§ Material provided:
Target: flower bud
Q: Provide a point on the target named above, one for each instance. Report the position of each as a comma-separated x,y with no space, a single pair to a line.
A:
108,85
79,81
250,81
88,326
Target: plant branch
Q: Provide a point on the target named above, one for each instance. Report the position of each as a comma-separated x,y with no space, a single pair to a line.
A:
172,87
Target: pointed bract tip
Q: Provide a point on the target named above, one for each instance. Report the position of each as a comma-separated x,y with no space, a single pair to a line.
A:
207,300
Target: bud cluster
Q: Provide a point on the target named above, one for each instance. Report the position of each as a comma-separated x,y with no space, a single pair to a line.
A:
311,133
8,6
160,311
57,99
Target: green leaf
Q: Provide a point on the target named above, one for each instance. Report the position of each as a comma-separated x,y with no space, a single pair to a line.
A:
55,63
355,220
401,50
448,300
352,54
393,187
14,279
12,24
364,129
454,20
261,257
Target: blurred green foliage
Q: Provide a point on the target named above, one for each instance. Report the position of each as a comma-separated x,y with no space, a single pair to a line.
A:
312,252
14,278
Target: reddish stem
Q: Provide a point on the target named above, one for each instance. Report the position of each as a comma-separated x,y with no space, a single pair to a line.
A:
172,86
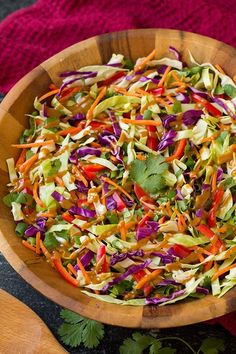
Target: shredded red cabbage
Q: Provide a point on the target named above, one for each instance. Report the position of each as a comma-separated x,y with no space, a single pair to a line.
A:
192,116
156,301
57,196
119,257
31,231
83,151
87,213
167,140
131,270
41,223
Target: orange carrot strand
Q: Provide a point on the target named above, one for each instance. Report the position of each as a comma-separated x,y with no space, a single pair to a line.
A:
48,94
28,163
35,195
35,144
222,271
38,236
28,245
85,274
145,61
141,122
101,94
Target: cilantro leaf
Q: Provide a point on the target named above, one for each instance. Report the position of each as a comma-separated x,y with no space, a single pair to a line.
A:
149,173
70,334
212,346
230,90
77,329
165,350
177,107
92,334
139,343
70,317
50,241
155,347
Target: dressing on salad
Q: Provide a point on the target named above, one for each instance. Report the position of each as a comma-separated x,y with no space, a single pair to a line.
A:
126,180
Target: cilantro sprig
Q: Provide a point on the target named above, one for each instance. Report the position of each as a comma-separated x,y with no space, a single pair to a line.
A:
149,173
77,329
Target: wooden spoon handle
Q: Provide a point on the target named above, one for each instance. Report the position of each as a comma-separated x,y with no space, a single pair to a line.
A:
22,331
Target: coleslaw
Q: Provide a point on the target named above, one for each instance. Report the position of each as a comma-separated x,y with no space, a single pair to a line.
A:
126,180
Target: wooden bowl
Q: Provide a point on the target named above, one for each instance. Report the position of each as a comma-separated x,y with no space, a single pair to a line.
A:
34,269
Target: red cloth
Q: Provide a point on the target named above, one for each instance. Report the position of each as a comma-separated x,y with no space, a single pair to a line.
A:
32,35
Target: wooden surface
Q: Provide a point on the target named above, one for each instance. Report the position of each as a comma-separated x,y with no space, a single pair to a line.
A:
22,331
34,269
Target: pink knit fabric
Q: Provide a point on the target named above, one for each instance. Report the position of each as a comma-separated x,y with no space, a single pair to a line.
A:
31,35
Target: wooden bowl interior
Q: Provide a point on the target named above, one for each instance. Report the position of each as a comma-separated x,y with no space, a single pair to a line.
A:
34,269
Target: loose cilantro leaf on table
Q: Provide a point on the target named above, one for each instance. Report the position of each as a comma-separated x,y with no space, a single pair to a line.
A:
77,329
139,342
149,173
230,90
212,346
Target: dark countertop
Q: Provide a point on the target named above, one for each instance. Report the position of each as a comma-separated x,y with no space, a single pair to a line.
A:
49,311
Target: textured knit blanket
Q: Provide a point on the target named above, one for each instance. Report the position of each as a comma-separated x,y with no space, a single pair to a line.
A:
31,35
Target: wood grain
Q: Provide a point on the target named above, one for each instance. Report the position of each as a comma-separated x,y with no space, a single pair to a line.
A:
34,269
22,331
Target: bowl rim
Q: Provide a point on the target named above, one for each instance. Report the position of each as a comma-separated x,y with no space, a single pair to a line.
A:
144,316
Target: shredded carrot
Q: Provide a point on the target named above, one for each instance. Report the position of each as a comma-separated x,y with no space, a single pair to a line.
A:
71,269
230,251
161,82
28,245
214,181
38,236
35,194
219,68
83,271
162,220
35,144
48,94
170,98
181,223
168,209
94,144
201,258
148,278
28,163
140,157
70,130
210,138
47,214
125,92
122,230
178,152
145,61
45,251
129,225
208,265
68,95
141,122
122,190
175,76
143,92
162,102
101,94
21,158
222,271
59,181
163,243
200,249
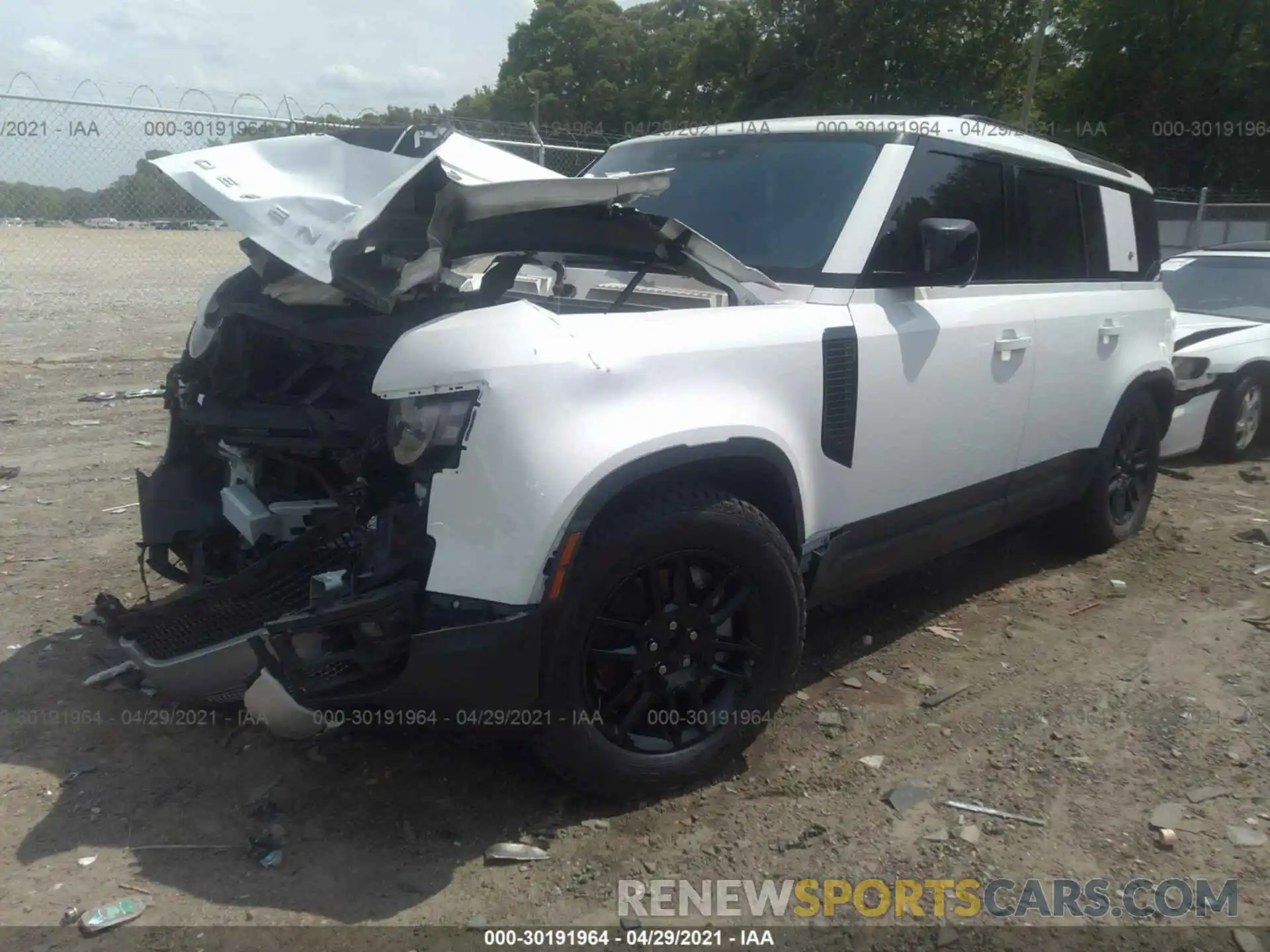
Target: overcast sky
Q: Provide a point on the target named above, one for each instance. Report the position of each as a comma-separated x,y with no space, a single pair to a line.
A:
352,54
355,55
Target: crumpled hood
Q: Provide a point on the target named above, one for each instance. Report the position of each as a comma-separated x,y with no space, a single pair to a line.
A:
320,205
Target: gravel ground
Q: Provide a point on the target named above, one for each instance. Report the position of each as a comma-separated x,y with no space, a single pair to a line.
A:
1081,707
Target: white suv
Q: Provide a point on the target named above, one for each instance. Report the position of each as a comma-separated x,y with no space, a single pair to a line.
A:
473,444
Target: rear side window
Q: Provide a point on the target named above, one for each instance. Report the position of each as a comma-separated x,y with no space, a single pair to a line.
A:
940,186
1050,243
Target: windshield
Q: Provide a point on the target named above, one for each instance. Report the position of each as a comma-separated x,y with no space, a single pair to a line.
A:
1230,286
778,202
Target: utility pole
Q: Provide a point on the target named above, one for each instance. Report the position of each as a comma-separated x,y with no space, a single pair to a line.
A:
1047,11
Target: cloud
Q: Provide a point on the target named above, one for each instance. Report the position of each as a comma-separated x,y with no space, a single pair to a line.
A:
50,50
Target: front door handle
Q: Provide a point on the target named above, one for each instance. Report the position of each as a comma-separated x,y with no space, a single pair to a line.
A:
1007,346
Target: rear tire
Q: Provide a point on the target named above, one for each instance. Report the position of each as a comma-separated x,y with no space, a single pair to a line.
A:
644,637
1235,424
1114,506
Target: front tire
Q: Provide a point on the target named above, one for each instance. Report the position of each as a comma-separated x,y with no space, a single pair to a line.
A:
1114,506
1235,423
681,627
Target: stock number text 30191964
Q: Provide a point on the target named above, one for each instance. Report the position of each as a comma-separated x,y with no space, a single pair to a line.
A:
204,127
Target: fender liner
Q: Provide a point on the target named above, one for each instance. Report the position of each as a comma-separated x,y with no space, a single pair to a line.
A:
680,457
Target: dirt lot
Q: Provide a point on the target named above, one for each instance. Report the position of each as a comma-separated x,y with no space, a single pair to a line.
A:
1086,717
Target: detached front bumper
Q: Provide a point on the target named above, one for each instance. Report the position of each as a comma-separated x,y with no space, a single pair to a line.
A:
1191,420
335,629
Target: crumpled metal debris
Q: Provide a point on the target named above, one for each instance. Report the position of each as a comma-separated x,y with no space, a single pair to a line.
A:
121,395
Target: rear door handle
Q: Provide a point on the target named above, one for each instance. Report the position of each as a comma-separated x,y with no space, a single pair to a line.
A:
1006,346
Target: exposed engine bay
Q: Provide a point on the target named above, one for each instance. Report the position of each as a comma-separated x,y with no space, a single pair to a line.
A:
292,502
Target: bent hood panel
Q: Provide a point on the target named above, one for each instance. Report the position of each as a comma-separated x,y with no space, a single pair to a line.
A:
302,197
1194,332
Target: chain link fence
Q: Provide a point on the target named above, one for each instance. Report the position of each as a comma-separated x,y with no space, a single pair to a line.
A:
1191,219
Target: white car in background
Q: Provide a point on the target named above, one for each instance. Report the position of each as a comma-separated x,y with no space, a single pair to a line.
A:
1221,348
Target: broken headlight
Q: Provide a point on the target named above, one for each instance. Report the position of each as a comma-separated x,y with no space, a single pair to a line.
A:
415,424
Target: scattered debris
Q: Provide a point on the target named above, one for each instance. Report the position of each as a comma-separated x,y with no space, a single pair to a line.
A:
75,775
516,853
906,796
1199,795
1240,753
121,395
937,699
1136,672
1244,837
110,674
991,811
272,859
1167,816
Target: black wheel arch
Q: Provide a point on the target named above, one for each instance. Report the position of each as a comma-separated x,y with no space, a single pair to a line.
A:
752,469
1161,385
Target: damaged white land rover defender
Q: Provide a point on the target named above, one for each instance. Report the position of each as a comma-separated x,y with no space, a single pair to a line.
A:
469,437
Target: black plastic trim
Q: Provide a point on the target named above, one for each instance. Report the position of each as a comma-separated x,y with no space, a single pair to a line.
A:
679,456
840,353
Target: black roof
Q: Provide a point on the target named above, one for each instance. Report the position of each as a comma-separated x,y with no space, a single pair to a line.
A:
1241,247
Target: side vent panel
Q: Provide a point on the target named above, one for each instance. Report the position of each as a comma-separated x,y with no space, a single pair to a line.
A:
840,353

§ Given exercise: Convert the stretch of the entries from the line containing "Target: side vent panel" through the end of the entries into a Markdown table with columns "Index" and "Content", one numbered row per line, skipping blank lines.

§ Task response:
| Index | Content |
|---|---|
| 1 | Target: side vent panel |
| 2 | Q: Provide a point on the target named above, one for each instance. Report the position of each as a comma-separated x,y with no space, a single pair to a line. |
| 3 | A: |
| 4 | 840,353 |